[Entries from a pointing dataset]

──────────────────────────────

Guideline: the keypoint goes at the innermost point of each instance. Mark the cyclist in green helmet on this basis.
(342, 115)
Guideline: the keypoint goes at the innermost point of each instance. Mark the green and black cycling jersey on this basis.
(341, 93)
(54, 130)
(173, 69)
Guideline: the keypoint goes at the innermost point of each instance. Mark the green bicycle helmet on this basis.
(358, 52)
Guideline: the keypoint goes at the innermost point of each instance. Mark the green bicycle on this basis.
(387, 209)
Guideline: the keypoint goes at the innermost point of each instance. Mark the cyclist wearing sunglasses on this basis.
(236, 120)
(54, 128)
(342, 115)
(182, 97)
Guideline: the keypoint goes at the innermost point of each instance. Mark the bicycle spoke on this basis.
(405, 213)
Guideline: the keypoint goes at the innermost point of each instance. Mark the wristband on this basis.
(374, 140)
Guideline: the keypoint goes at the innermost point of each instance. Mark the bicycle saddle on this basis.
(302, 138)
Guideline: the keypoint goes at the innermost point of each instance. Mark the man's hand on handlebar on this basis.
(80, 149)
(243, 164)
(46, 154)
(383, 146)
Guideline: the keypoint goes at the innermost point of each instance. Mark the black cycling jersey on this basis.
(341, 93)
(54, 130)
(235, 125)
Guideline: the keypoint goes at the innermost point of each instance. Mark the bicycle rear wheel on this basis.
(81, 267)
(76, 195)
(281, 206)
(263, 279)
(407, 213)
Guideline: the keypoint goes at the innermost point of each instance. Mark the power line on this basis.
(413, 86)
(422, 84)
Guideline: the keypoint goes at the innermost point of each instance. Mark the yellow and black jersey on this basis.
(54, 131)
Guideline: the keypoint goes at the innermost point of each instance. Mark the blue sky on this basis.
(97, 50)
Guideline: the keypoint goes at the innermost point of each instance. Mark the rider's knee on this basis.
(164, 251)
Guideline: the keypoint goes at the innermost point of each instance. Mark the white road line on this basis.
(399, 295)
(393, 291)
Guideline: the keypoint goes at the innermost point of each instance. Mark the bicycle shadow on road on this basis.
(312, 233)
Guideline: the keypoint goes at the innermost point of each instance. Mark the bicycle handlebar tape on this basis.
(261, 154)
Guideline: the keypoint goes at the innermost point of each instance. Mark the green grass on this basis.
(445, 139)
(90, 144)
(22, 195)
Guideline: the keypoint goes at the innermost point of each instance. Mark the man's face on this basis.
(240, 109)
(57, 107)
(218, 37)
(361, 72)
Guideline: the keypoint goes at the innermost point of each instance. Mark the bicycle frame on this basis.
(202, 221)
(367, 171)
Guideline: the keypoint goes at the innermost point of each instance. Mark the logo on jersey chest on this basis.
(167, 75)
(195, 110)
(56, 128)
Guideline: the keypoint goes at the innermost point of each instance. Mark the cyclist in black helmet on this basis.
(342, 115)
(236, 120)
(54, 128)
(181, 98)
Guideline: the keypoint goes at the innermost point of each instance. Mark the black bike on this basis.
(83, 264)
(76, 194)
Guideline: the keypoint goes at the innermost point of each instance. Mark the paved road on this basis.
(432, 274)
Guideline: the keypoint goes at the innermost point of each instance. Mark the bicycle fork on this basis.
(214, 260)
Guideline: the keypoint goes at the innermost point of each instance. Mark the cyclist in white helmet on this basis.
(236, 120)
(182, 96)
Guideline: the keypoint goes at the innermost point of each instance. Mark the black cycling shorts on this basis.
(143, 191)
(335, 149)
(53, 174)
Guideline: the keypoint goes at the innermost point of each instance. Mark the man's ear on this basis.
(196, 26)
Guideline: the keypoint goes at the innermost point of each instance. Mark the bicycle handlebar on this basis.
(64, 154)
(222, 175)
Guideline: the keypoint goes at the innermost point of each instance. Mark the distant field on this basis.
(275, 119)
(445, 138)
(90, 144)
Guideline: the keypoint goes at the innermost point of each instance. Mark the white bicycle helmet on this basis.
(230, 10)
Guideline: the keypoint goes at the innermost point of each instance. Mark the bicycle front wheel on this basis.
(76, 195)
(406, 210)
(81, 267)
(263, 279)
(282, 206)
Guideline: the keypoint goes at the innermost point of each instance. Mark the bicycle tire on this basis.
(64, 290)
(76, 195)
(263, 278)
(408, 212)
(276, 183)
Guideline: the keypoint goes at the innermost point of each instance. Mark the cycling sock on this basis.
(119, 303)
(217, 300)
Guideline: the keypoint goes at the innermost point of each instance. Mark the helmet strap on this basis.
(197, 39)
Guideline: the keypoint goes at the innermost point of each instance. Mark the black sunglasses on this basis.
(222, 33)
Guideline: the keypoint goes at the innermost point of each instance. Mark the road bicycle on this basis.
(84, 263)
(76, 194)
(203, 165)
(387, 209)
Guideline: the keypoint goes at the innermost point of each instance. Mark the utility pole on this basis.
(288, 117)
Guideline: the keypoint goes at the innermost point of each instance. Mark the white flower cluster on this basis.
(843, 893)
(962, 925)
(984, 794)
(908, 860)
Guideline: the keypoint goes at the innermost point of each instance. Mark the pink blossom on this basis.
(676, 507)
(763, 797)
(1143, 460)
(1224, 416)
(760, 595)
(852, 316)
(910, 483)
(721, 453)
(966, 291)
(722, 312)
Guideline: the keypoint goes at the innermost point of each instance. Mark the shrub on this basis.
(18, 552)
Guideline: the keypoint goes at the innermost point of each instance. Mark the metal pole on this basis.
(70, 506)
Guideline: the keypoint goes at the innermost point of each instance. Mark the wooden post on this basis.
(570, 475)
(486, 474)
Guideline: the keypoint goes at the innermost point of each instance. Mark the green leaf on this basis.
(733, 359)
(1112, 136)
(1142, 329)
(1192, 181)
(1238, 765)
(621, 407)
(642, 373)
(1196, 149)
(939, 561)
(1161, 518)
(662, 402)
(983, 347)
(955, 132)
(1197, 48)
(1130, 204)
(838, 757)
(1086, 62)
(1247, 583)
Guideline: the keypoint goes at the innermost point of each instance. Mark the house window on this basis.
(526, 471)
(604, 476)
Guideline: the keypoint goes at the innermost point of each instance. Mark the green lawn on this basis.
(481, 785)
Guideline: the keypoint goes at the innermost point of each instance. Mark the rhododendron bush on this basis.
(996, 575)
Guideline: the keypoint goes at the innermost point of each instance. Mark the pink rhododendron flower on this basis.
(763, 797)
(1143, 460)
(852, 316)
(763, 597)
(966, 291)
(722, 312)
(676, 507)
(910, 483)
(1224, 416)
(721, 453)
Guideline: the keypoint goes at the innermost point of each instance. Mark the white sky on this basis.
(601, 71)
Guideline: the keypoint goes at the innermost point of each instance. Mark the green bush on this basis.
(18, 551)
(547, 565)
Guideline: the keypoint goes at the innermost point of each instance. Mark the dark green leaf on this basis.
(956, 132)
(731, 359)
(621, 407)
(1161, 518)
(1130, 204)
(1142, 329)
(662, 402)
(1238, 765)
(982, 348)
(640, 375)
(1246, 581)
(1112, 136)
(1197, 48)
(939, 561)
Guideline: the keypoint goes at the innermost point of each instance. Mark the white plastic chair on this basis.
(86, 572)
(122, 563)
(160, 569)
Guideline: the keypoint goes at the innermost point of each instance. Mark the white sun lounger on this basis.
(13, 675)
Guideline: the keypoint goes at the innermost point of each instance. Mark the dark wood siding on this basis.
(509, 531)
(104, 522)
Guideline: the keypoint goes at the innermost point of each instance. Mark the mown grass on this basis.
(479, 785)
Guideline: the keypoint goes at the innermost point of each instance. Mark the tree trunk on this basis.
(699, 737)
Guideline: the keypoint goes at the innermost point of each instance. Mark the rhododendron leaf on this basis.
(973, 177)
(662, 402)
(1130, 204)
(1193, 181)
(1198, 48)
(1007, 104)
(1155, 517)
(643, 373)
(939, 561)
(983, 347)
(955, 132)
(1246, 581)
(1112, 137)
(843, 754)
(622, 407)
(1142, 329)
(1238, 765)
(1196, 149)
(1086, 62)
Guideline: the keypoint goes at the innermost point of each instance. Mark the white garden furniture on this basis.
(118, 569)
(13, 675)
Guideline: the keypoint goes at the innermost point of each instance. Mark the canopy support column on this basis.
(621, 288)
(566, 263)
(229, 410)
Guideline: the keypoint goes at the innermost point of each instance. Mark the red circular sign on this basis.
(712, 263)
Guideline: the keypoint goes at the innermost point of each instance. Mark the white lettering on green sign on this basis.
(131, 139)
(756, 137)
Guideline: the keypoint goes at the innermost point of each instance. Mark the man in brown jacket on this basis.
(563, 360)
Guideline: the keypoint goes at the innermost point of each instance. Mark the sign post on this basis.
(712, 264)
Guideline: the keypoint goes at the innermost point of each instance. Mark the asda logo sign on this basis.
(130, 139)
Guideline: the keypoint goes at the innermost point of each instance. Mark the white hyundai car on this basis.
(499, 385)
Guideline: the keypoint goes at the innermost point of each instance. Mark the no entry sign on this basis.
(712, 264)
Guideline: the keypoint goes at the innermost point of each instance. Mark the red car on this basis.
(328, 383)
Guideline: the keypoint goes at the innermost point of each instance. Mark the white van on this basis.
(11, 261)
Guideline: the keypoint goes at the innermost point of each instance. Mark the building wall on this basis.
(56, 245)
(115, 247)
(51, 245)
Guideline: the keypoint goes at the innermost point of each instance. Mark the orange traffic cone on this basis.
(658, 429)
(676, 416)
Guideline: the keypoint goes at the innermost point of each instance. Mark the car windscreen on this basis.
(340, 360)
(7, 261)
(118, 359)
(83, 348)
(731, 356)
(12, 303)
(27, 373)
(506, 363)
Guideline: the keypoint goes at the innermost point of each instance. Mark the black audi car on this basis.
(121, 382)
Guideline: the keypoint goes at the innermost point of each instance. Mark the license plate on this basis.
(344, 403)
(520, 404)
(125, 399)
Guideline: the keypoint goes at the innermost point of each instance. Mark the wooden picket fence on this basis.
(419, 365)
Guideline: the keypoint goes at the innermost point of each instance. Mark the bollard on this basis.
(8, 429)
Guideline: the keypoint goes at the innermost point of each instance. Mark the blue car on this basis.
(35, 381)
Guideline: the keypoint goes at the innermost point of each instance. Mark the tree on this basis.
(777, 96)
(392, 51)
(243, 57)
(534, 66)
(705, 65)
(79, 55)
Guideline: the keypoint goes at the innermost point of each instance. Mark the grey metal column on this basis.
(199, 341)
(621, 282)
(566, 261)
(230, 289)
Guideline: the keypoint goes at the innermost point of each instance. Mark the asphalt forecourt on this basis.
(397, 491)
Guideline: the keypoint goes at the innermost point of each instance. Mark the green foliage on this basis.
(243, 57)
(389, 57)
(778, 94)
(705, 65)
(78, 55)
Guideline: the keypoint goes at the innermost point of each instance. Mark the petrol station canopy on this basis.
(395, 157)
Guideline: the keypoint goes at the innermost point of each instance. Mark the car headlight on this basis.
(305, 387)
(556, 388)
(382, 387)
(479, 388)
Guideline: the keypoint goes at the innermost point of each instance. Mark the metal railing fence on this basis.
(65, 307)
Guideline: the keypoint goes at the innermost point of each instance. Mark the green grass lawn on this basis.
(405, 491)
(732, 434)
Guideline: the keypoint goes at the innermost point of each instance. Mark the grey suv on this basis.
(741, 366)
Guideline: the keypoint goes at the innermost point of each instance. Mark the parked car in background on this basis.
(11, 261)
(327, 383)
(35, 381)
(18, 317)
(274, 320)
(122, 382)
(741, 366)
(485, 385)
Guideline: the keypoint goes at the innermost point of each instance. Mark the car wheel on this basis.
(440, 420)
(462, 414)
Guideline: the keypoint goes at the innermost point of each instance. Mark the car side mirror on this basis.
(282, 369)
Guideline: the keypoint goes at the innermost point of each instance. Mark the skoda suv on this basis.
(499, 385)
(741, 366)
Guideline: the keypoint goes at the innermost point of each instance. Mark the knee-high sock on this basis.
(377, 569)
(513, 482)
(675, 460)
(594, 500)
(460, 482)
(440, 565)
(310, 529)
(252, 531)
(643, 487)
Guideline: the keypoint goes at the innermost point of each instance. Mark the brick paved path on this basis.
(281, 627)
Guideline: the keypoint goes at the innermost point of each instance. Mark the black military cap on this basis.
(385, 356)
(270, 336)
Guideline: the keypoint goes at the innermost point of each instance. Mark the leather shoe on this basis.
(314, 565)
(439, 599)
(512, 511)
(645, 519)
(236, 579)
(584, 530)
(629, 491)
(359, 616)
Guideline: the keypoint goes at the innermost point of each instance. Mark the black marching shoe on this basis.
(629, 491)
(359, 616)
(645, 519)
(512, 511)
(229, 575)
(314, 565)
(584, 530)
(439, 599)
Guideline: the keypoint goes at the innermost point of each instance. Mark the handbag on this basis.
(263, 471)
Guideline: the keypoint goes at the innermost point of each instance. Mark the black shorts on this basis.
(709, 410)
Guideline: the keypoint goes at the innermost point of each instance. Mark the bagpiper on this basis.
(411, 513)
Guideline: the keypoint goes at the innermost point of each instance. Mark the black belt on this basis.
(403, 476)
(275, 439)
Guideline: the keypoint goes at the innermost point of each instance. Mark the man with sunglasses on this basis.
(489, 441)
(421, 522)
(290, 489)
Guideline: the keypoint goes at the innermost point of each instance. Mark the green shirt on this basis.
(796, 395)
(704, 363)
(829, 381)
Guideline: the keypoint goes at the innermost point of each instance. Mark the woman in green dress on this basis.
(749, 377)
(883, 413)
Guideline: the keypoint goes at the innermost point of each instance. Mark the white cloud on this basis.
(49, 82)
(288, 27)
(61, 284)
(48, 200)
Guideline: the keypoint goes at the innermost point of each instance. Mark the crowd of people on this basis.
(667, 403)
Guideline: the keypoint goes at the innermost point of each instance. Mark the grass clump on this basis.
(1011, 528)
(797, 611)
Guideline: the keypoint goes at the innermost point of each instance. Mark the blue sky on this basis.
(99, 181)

──────────────────────────────

REQUEST => Write out the lines of the listing above, starting with the line that contains "clump on this basis." and going on through the end of the listing, with both ends included.

RESPONSE BELOW =>
Guideline: the keypoint goes at the innermost point of each instance. Mark the grass clump on this basis.
(1011, 528)
(797, 611)
Guideline: the keypoint goes at the innermost point of each instance. Mark the blue sky on this basis.
(99, 181)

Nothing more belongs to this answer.